_EXERCISE_. Return the records below unchanged, from the line containing "Identify where the bright" through the line containing "217,89 -> 241,111", including both of those lines.

** BEGIN DATA TO PROCESS **

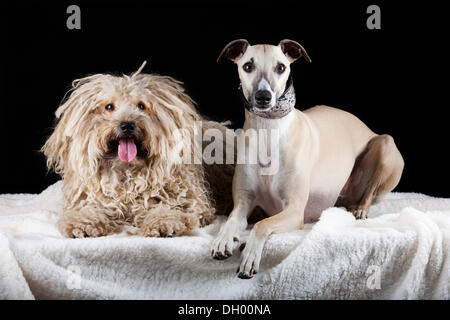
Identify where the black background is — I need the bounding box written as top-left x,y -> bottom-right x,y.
0,0 -> 450,197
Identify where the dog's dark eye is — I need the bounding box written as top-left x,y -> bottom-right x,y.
105,103 -> 116,112
137,102 -> 146,110
242,62 -> 255,73
276,63 -> 286,74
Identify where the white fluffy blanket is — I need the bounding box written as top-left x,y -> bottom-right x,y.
0,182 -> 450,299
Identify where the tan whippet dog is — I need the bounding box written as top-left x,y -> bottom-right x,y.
211,39 -> 404,279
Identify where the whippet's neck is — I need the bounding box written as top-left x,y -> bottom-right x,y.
244,109 -> 296,132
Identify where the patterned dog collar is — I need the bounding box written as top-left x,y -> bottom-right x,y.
239,76 -> 295,119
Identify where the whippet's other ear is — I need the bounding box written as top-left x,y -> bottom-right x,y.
278,39 -> 311,63
217,39 -> 250,62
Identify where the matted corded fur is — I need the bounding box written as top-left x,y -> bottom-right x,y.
42,68 -> 234,237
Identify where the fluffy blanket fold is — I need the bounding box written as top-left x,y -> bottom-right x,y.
0,182 -> 450,299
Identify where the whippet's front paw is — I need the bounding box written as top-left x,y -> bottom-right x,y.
211,221 -> 239,260
237,233 -> 264,279
348,206 -> 369,219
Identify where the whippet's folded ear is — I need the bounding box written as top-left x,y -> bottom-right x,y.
278,39 -> 311,63
217,39 -> 250,62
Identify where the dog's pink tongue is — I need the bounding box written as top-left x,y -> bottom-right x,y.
119,139 -> 137,162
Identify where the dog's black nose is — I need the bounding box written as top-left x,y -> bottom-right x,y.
255,90 -> 272,106
120,122 -> 136,133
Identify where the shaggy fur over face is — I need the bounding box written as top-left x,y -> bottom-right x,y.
42,67 -> 234,237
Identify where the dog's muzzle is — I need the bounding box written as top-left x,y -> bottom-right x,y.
239,76 -> 296,119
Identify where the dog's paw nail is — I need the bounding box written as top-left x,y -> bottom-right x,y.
238,272 -> 252,279
213,252 -> 228,260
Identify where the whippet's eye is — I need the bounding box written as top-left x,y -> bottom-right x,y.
242,62 -> 254,73
137,102 -> 146,110
105,103 -> 116,112
276,63 -> 286,74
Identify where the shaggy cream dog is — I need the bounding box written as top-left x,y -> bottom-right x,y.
42,66 -> 234,238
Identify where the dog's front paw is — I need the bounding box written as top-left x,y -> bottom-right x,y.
59,221 -> 113,238
138,217 -> 187,237
211,220 -> 239,260
237,231 -> 264,279
348,206 -> 369,219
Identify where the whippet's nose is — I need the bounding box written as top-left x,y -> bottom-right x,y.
120,122 -> 136,133
255,90 -> 272,107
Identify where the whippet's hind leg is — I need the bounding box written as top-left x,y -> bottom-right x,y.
335,134 -> 404,219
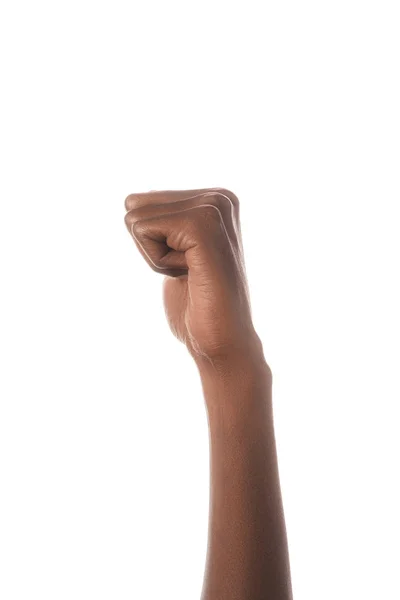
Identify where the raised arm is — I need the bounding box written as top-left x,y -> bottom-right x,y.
125,188 -> 292,600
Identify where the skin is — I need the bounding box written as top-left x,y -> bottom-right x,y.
125,188 -> 292,600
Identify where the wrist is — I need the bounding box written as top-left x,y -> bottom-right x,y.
196,340 -> 272,427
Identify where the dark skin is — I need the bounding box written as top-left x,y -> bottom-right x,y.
125,188 -> 292,600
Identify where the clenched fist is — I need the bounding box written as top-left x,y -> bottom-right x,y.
125,188 -> 262,364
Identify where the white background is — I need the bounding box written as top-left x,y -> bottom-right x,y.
0,0 -> 400,600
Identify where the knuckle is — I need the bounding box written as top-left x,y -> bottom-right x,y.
129,217 -> 146,238
125,194 -> 144,210
215,188 -> 239,206
124,194 -> 133,210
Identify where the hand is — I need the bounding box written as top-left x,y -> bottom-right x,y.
125,188 -> 261,364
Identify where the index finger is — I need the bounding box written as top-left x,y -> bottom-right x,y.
125,187 -> 239,211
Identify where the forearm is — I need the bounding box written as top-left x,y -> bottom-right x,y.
200,355 -> 292,600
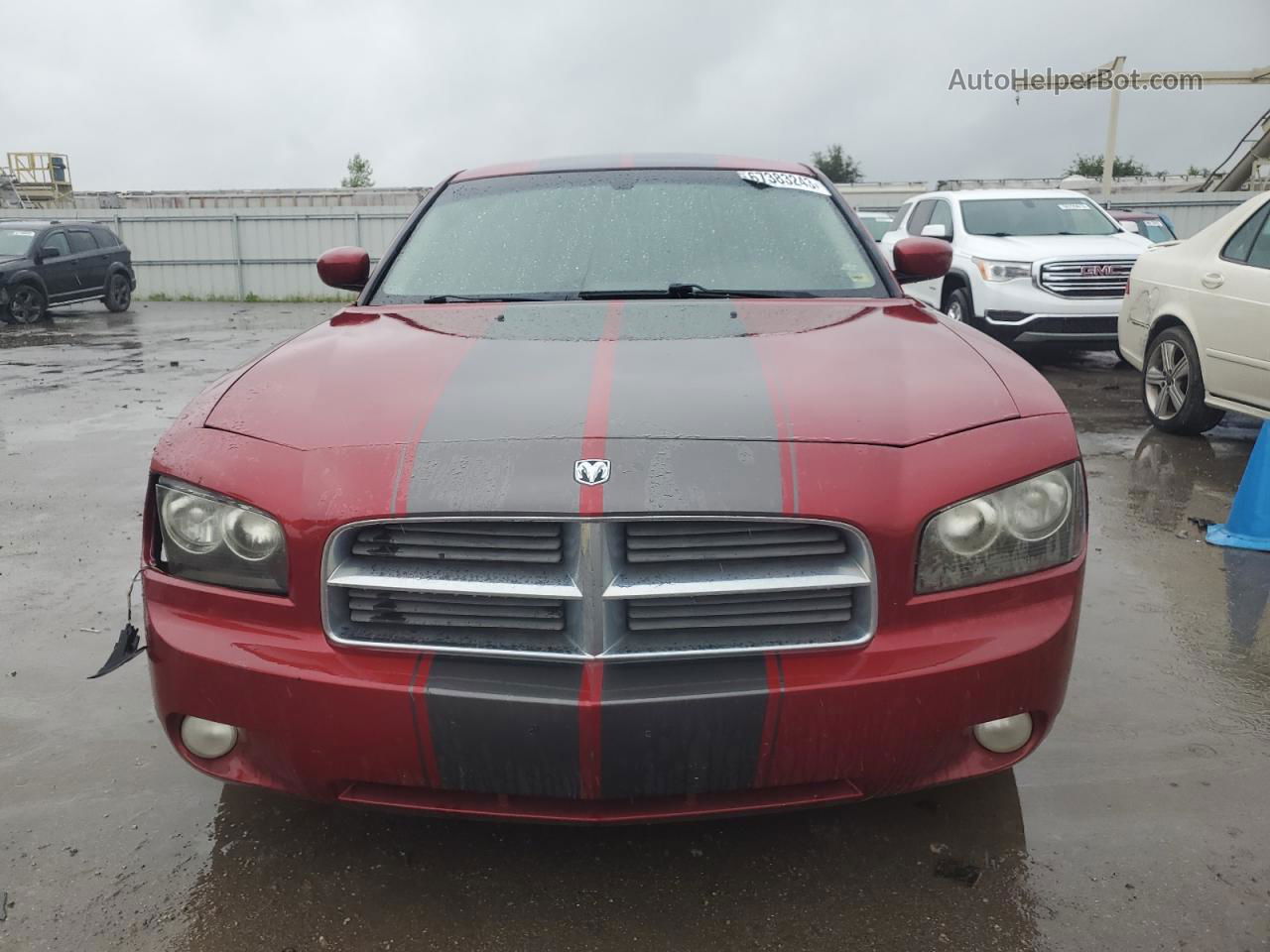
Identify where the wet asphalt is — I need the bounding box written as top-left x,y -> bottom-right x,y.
0,302 -> 1270,952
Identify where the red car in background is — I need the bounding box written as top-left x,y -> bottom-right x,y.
144,156 -> 1085,822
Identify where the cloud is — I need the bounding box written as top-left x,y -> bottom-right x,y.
0,0 -> 1270,189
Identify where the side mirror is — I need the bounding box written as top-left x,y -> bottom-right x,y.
318,248 -> 371,291
892,237 -> 952,285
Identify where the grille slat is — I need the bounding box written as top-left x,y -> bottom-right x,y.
1038,258 -> 1134,298
352,522 -> 563,565
346,589 -> 566,631
626,589 -> 852,632
626,521 -> 847,563
325,517 -> 876,660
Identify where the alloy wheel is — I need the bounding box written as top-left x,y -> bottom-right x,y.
9,287 -> 44,323
110,274 -> 128,308
1146,340 -> 1190,420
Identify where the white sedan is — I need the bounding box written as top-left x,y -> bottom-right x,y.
1117,193 -> 1270,434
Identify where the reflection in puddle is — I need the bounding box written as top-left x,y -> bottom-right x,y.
186,774 -> 1038,952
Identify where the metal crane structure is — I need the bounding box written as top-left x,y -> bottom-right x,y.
0,153 -> 75,208
1012,56 -> 1270,202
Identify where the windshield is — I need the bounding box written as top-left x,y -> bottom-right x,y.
0,228 -> 36,258
373,169 -> 889,303
961,196 -> 1120,237
860,214 -> 894,241
1137,218 -> 1178,241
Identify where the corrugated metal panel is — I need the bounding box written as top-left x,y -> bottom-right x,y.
5,205 -> 416,298
5,191 -> 1250,298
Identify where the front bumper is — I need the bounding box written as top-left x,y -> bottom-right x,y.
145,557 -> 1083,822
981,311 -> 1116,349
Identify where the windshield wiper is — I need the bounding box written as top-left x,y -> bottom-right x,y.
577,282 -> 816,300
423,295 -> 557,304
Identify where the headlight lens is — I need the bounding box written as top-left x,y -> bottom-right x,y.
155,479 -> 287,594
971,258 -> 1031,281
917,463 -> 1084,594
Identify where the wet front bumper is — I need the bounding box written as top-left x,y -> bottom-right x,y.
983,311 -> 1116,348
145,559 -> 1083,822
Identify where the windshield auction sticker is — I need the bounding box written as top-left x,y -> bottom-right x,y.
736,172 -> 829,195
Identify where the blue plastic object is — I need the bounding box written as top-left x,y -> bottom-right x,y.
1207,420 -> 1270,552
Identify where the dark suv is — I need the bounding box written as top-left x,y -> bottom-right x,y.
0,221 -> 137,323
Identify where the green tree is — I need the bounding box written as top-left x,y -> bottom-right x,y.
1063,153 -> 1151,178
812,144 -> 863,185
339,153 -> 375,187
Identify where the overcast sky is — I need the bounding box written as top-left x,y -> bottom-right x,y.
0,0 -> 1270,190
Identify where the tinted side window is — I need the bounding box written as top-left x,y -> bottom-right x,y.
41,231 -> 71,255
927,199 -> 952,237
1248,212 -> 1270,268
71,231 -> 96,254
908,198 -> 935,235
1221,207 -> 1270,262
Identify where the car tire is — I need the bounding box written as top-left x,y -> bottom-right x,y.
4,285 -> 49,323
1142,327 -> 1225,436
944,289 -> 974,327
101,272 -> 132,313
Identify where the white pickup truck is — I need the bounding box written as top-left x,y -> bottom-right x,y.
880,189 -> 1151,349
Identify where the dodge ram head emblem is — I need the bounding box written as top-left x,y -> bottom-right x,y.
572,459 -> 608,486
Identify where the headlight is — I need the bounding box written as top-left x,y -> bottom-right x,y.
970,258 -> 1031,281
155,477 -> 287,594
917,463 -> 1084,594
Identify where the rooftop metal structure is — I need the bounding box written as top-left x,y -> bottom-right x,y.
0,153 -> 75,208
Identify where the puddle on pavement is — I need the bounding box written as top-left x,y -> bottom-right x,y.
171,774 -> 1039,952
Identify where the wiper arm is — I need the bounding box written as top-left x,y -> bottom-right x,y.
577,282 -> 816,300
423,295 -> 555,304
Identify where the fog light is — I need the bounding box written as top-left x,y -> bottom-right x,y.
181,717 -> 237,761
974,713 -> 1031,754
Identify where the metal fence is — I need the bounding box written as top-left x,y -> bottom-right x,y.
3,207 -> 414,299
6,193 -> 1248,299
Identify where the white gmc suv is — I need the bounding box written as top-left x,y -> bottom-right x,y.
880,189 -> 1151,349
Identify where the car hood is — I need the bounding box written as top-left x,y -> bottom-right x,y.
974,231 -> 1151,262
204,299 -> 1026,456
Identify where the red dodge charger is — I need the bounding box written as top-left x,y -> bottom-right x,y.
144,156 -> 1085,822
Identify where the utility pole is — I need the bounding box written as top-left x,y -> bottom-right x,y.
1012,56 -> 1270,202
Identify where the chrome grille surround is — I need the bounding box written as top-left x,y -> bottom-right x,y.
321,516 -> 877,661
1036,258 -> 1137,298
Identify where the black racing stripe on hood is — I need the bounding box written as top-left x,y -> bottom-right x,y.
594,300 -> 781,513
407,303 -> 607,513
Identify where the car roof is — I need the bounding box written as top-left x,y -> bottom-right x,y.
904,187 -> 1093,202
453,153 -> 816,181
0,218 -> 109,231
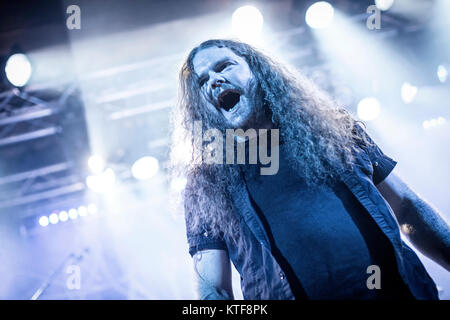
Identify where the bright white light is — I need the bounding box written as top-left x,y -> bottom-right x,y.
69,209 -> 78,220
170,178 -> 187,192
88,203 -> 97,214
131,157 -> 159,180
305,1 -> 334,29
375,0 -> 394,11
48,213 -> 59,224
86,168 -> 116,193
39,216 -> 48,227
5,53 -> 32,87
357,97 -> 381,121
437,65 -> 448,83
401,82 -> 418,104
231,6 -> 264,41
78,206 -> 87,217
88,155 -> 105,174
59,211 -> 69,222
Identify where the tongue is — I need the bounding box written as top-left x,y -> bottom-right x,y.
220,92 -> 240,111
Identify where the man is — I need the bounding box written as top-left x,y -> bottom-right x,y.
172,40 -> 450,299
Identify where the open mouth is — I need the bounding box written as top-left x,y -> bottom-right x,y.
217,89 -> 241,111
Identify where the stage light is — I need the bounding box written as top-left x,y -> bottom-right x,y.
357,97 -> 381,121
231,6 -> 264,41
69,209 -> 78,220
5,53 -> 32,87
437,65 -> 448,83
305,1 -> 334,29
86,168 -> 116,193
78,206 -> 87,217
48,213 -> 59,224
375,0 -> 394,11
131,157 -> 159,180
88,203 -> 97,214
88,155 -> 105,174
39,216 -> 49,227
401,82 -> 418,104
59,211 -> 69,222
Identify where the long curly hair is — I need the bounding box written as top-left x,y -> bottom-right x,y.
171,40 -> 368,245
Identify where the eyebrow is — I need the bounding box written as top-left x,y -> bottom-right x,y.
198,58 -> 231,82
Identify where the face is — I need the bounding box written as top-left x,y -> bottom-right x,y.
192,47 -> 258,129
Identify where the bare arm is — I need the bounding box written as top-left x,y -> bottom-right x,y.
377,173 -> 450,271
193,250 -> 233,300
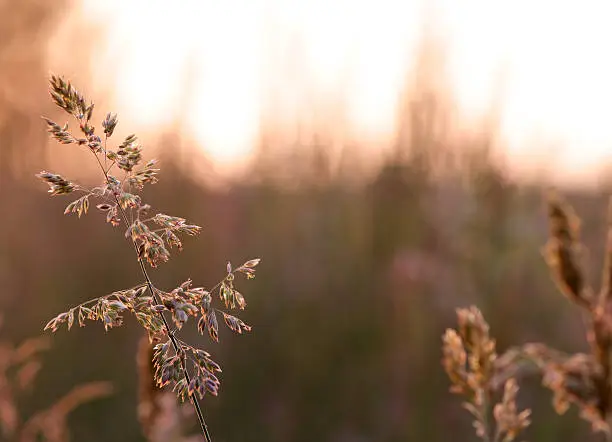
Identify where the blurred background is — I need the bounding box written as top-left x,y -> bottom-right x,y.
0,0 -> 612,442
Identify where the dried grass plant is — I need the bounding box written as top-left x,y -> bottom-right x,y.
0,316 -> 112,442
37,76 -> 259,442
442,192 -> 612,442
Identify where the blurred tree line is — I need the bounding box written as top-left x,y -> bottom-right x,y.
0,0 -> 607,442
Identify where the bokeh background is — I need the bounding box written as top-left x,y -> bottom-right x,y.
0,0 -> 612,442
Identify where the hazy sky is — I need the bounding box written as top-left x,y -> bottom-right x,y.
49,0 -> 612,185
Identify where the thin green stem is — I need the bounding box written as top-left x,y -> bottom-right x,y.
92,152 -> 212,442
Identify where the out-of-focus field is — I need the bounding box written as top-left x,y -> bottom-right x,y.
0,0 -> 609,442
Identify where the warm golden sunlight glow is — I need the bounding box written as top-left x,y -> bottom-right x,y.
50,0 -> 612,185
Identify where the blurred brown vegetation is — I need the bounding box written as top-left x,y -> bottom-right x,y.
0,0 -> 608,442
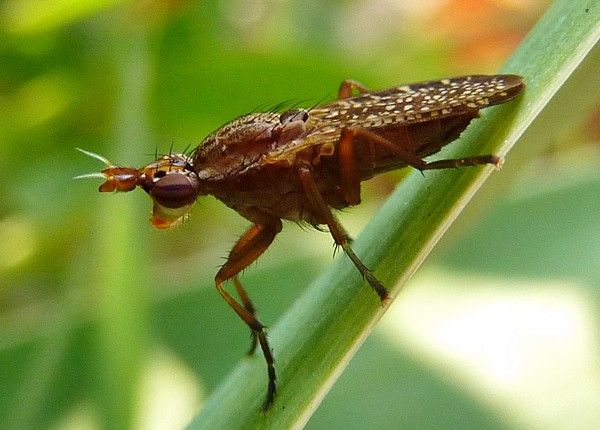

** END DATA TO PROCESS **

_ANSWER FOR THE TASK_.
Identify where the bright white light is — I need the bounding box written as top-left x,y -> bottom-right x,y.
69,209 -> 78,220
170,178 -> 187,192
88,203 -> 97,214
131,157 -> 159,180
305,1 -> 334,29
375,0 -> 394,11
48,213 -> 59,224
86,168 -> 116,193
39,216 -> 48,227
5,53 -> 32,87
357,97 -> 381,121
437,65 -> 448,83
401,82 -> 418,104
231,6 -> 264,41
78,206 -> 87,217
88,155 -> 105,174
59,211 -> 69,222
Identify where the tongue is — I need the bounding box written as top-left x,y -> bottom-right x,y.
220,92 -> 240,111
Identify where the man is — I need the bounding box written as top-left x,y -> bottom-right x,y.
172,40 -> 450,299
Identify where the open mouth is — I need the bounding box written as top-left x,y -> bottom-right x,y.
217,89 -> 241,111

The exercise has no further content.